**INSTRUCTION**
Print every one of the lines below word for word, leaving nothing out.

**DATASET EXCERPTS**
________

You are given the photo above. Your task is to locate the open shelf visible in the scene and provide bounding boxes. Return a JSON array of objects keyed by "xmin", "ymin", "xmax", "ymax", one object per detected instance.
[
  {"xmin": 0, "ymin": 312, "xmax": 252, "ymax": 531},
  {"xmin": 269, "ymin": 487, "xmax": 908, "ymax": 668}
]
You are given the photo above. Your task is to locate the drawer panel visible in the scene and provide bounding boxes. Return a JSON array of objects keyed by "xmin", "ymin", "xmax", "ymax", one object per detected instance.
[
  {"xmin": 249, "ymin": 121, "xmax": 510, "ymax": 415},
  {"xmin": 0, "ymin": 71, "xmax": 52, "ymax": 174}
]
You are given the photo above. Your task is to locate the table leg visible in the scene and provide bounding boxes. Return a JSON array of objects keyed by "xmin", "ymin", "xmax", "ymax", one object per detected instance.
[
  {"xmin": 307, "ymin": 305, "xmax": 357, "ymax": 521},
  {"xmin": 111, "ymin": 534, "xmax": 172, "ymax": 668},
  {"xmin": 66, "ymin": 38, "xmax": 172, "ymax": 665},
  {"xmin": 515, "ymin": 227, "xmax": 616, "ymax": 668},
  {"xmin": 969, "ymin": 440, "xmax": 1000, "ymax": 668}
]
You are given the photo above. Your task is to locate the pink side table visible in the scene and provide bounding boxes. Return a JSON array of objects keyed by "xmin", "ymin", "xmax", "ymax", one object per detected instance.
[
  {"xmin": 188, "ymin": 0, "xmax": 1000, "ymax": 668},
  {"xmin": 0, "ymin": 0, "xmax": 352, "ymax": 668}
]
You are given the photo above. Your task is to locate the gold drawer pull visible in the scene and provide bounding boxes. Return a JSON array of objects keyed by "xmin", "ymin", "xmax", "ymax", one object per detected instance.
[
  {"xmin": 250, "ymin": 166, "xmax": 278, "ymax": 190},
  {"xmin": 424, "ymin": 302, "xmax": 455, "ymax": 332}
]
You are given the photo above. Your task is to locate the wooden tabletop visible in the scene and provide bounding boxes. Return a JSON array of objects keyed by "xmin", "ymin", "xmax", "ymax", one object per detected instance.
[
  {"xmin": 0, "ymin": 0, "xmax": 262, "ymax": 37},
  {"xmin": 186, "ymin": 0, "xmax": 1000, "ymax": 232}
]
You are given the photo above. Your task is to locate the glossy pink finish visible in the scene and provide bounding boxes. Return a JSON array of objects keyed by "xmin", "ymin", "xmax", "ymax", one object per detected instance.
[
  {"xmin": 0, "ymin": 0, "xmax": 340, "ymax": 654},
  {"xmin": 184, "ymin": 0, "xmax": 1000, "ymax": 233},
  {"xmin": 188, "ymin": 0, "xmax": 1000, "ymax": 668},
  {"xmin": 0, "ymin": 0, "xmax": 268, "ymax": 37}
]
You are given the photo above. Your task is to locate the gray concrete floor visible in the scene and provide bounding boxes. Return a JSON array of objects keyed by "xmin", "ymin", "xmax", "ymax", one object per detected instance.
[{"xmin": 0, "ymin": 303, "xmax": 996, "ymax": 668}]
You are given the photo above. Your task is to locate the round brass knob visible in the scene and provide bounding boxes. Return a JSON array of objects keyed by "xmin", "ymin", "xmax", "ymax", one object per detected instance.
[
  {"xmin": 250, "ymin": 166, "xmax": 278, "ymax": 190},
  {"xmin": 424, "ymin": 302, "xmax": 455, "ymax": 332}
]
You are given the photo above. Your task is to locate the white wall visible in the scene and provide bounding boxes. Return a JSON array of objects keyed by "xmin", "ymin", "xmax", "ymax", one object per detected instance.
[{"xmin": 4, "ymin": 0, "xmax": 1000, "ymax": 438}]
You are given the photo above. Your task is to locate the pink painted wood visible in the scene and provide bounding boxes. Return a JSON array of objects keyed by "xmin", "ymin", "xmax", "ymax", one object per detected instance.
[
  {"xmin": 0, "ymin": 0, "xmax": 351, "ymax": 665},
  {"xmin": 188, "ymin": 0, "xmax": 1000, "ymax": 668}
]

________

**TASK ANSWER**
You are given the photo above. Your task is to locate the open shelf visible in the scene and provide bounding boxes. Return a JSON array of objects keyed by "xmin", "ymin", "xmax", "ymax", one object per detected instance.
[
  {"xmin": 0, "ymin": 312, "xmax": 252, "ymax": 531},
  {"xmin": 269, "ymin": 487, "xmax": 908, "ymax": 668}
]
You are given the photo above. Your task is to locate the drawer panel visible in the scene and provide bounding boxes. Return a JSON array of objects keyed by "xmin", "ymin", "xmax", "ymax", one object per detected instance.
[
  {"xmin": 249, "ymin": 121, "xmax": 510, "ymax": 415},
  {"xmin": 0, "ymin": 71, "xmax": 52, "ymax": 174}
]
You are given the photo above. Your task is to locate the table leg visible in the scene and provide bounding boxes. Return a JSON array of objects keyed by "xmin", "ymin", "xmax", "ymax", one object per detected instance.
[
  {"xmin": 307, "ymin": 305, "xmax": 357, "ymax": 521},
  {"xmin": 111, "ymin": 534, "xmax": 172, "ymax": 668},
  {"xmin": 66, "ymin": 38, "xmax": 172, "ymax": 665},
  {"xmin": 515, "ymin": 227, "xmax": 616, "ymax": 668},
  {"xmin": 969, "ymin": 440, "xmax": 1000, "ymax": 668}
]
You are given the photo above. Your task is to locate the pink side table visible in the scene and provide bounding boxes. Return a JSON array of objects keyed by "xmin", "ymin", "xmax", "ymax", one object per detected instance.
[
  {"xmin": 188, "ymin": 0, "xmax": 1000, "ymax": 668},
  {"xmin": 0, "ymin": 0, "xmax": 352, "ymax": 668}
]
You are given the photo above. Your task is to locate the gold drawer pull visible in the scene and provide bounding boxes. Return a JSON array of objects keyed by "xmin", "ymin", "xmax", "ymax", one object per detected instance.
[
  {"xmin": 250, "ymin": 166, "xmax": 278, "ymax": 190},
  {"xmin": 424, "ymin": 302, "xmax": 455, "ymax": 332}
]
You are given the photo above. Your task is to locate the wooden tabletop visible in the scene and provide bounding boxes. Return a JSON array of objects keyed by "xmin", "ymin", "xmax", "ymax", one object per detected instance.
[
  {"xmin": 0, "ymin": 0, "xmax": 262, "ymax": 37},
  {"xmin": 186, "ymin": 0, "xmax": 1000, "ymax": 232}
]
You are given the photo above. Your task is to locate the glossy pink finish visible in the scene and provide bounding boxes. Return a JSON array of objects keyed by "xmin", "ymin", "xmax", "ymax", one object per detected instance.
[
  {"xmin": 0, "ymin": 0, "xmax": 340, "ymax": 654},
  {"xmin": 184, "ymin": 0, "xmax": 1000, "ymax": 233},
  {"xmin": 188, "ymin": 0, "xmax": 1000, "ymax": 668},
  {"xmin": 0, "ymin": 0, "xmax": 268, "ymax": 37}
]
You are given the photo above. Your task is to locate the gray concrete floor visible in the scene and provide bounding boxes. Return a JSON array of objects keyed by "xmin", "ymin", "xmax", "ymax", one object per detected instance.
[{"xmin": 0, "ymin": 303, "xmax": 996, "ymax": 668}]
You are given the photo above. Your task is to locate the round brass knob visible in the scene and provide bounding boxes. Return a JSON array of objects keyed by "xmin", "ymin", "xmax", "ymax", one object per detected instance.
[
  {"xmin": 250, "ymin": 166, "xmax": 278, "ymax": 190},
  {"xmin": 424, "ymin": 302, "xmax": 455, "ymax": 332}
]
You are given the photo above. Your task is to locate the white wall visible in the scene and provide bounding boxes. Return a JSON array of objects keyed by "xmin", "ymin", "xmax", "ymax", one object per detected instance.
[{"xmin": 4, "ymin": 0, "xmax": 1000, "ymax": 438}]
You are given the photo above. Your task is to locate the pink painted wood visible in the scene and provide bounding boxes. Return a JSON array of objects keyed by "xmin", "ymin", "xmax", "ymax", one object per detected instance.
[
  {"xmin": 0, "ymin": 0, "xmax": 351, "ymax": 665},
  {"xmin": 188, "ymin": 0, "xmax": 1000, "ymax": 668}
]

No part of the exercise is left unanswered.